*TASK INPUT*
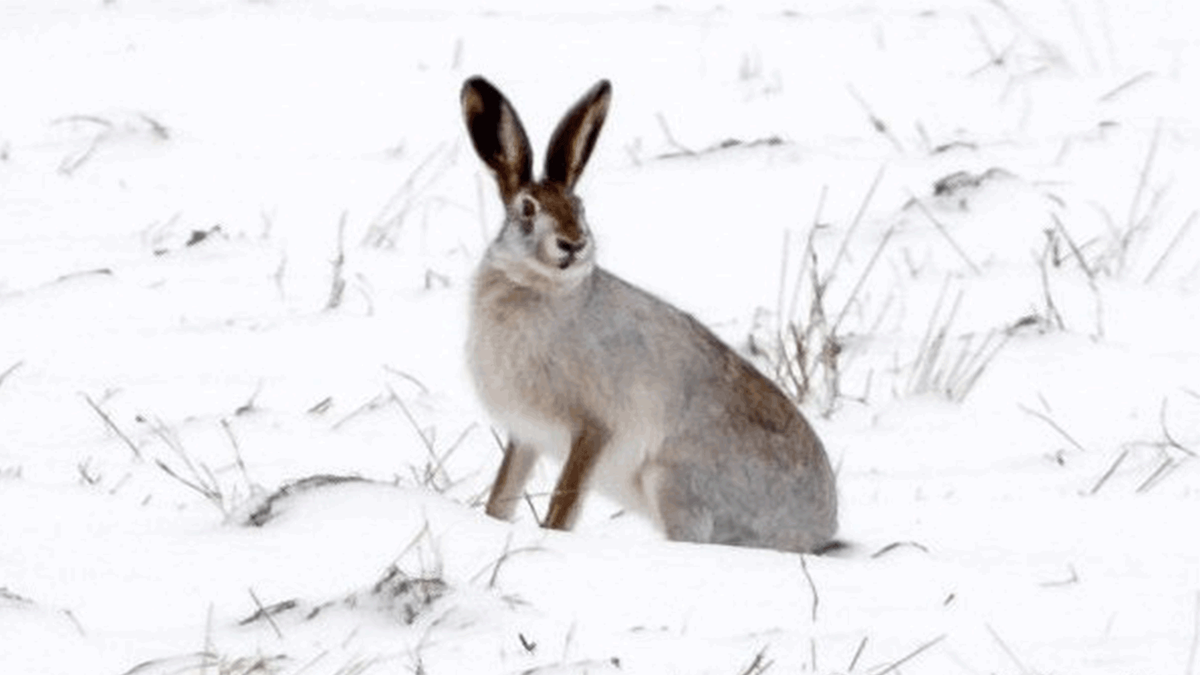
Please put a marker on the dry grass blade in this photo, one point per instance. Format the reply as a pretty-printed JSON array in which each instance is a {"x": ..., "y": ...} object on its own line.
[
  {"x": 9, "y": 371},
  {"x": 813, "y": 586},
  {"x": 384, "y": 228},
  {"x": 853, "y": 223},
  {"x": 1144, "y": 179},
  {"x": 265, "y": 614},
  {"x": 1074, "y": 250},
  {"x": 112, "y": 425},
  {"x": 1054, "y": 425},
  {"x": 862, "y": 279},
  {"x": 1157, "y": 476},
  {"x": 337, "y": 285},
  {"x": 1195, "y": 638},
  {"x": 1162, "y": 260},
  {"x": 876, "y": 120},
  {"x": 1113, "y": 469},
  {"x": 1007, "y": 650},
  {"x": 1127, "y": 84},
  {"x": 946, "y": 234},
  {"x": 858, "y": 653},
  {"x": 895, "y": 664},
  {"x": 759, "y": 664}
]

*WHAT IS BEING ASKED*
Give the lines of the entries above exactly as they appear, leaving out each picture.

*YOUR RESPONSE*
Please put a marker on the dry grass blade in this photo, one point per instance. Format the reply as a pretty-printed JSON array in which each instance is a {"x": ..., "y": ...} object on its own line.
[
  {"x": 9, "y": 371},
  {"x": 813, "y": 586},
  {"x": 384, "y": 228},
  {"x": 853, "y": 223},
  {"x": 1144, "y": 179},
  {"x": 265, "y": 614},
  {"x": 1074, "y": 250},
  {"x": 112, "y": 425},
  {"x": 1054, "y": 425},
  {"x": 862, "y": 279},
  {"x": 1157, "y": 476},
  {"x": 337, "y": 285},
  {"x": 1195, "y": 638},
  {"x": 1162, "y": 260},
  {"x": 876, "y": 120},
  {"x": 1113, "y": 469},
  {"x": 1007, "y": 650},
  {"x": 1127, "y": 84},
  {"x": 946, "y": 234},
  {"x": 858, "y": 653},
  {"x": 895, "y": 664},
  {"x": 759, "y": 664}
]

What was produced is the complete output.